▸ TASK SET
**A.** From the article on the "Con Girl" documentary below, list every place it names, including cities, countries, regions and buildings.
**B.** Continue the article on the "Con Girl" documentary below, picking up after its final sentence.

▸ TEXT UNDER STUDY
##########

"Con Girl," now streaming on Paramount +, explores the fascinating case of Samantha Azzopardi, a serial fraudster who pretended to be a non-verbal young woman in distress at Dublin's General Post Office (GPO) in 2013.
Azzopardi is featured in an episode of the four-part true-crime documentary after she became a national talking point in Ireland when she was discovered disheveled and distressed outside the GPO in 2013.
Using only primitive sign language, the woman indicated to gardaí that she was just 14 years old, sparking a nationwide media frenzy, with many assuming that she had been trafficked to Ireland from Eastern Europe.
"She didn’t speak ... didn’t verbally communicate," Detective Superintendent David Gallagher told the documentary.
Gallagher, who was the lead investigator in the case, added that the girl "clearly presented as distressed ... adopted a position of hair over her face‚ scrunched in a protective pose. She wasn’t speaking."
However, when a member of An Garda Síochána took a photograph of the girl and posted it online in an attempt to identify her, the story took an unexpected twist.
It transpired that the girl was not a 14-year-old Eastern European girl in distress, but a 25-year-old serial fraudster from Australia named Samantha Azzopardi.

##########

▸ LISTED ENTRIES

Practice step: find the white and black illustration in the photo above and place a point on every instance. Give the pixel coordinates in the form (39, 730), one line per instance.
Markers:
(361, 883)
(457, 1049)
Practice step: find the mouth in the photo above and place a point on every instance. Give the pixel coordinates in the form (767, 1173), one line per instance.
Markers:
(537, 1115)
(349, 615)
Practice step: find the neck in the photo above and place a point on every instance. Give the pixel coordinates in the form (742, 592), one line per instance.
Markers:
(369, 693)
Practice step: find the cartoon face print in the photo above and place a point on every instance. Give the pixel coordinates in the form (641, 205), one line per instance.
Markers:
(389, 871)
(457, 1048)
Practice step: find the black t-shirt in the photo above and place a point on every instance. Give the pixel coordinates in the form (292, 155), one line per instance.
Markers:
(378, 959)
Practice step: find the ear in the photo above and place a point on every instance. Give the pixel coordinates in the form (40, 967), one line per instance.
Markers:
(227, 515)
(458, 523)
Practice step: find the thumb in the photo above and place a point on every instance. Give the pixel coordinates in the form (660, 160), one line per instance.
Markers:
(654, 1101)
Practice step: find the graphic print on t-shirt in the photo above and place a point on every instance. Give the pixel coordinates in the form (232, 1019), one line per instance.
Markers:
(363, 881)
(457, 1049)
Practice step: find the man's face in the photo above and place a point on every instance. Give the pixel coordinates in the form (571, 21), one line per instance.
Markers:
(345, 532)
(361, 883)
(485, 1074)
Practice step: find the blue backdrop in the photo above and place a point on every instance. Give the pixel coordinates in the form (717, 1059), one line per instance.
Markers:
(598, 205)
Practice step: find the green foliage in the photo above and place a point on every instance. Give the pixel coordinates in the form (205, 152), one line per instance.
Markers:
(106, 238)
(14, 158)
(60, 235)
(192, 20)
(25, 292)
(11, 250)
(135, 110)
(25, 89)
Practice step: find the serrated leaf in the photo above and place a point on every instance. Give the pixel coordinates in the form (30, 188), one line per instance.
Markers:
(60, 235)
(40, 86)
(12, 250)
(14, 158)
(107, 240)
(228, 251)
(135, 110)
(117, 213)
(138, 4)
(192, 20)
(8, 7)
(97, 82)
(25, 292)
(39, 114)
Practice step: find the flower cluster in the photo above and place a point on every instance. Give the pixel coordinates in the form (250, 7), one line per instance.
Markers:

##########

▸ RESULTS FOR EACH TASK
**A.** Dublin, the General Post Office (GPO), Ireland, Eastern Europe, Australia

**B.**
Azzopardi had more than 70 aliases, including that of a teenage Russian gymnast whose entire family had died in a tragic murder-suicide.
Superintendent David Taylor told the four-part documentary that Azzopardi's "whole demeanor was an elaborate ruse".
"None of it was real. It was a complete scam," he told the documentary.
"She was good. Anybody that could pull that off for a month while being in hospital, being tended to, being cared for, and could maintain this demeanor... is very good at what they do. I’ve never seen anything like it before or since."
The new documentary features interviews with a number of people connected with the case, including experts and eye-witnesses, although Azzopardi does not feature. The four-part series also features a number of re-enactments and pivots between Ireland and Azzopardi's native Australia.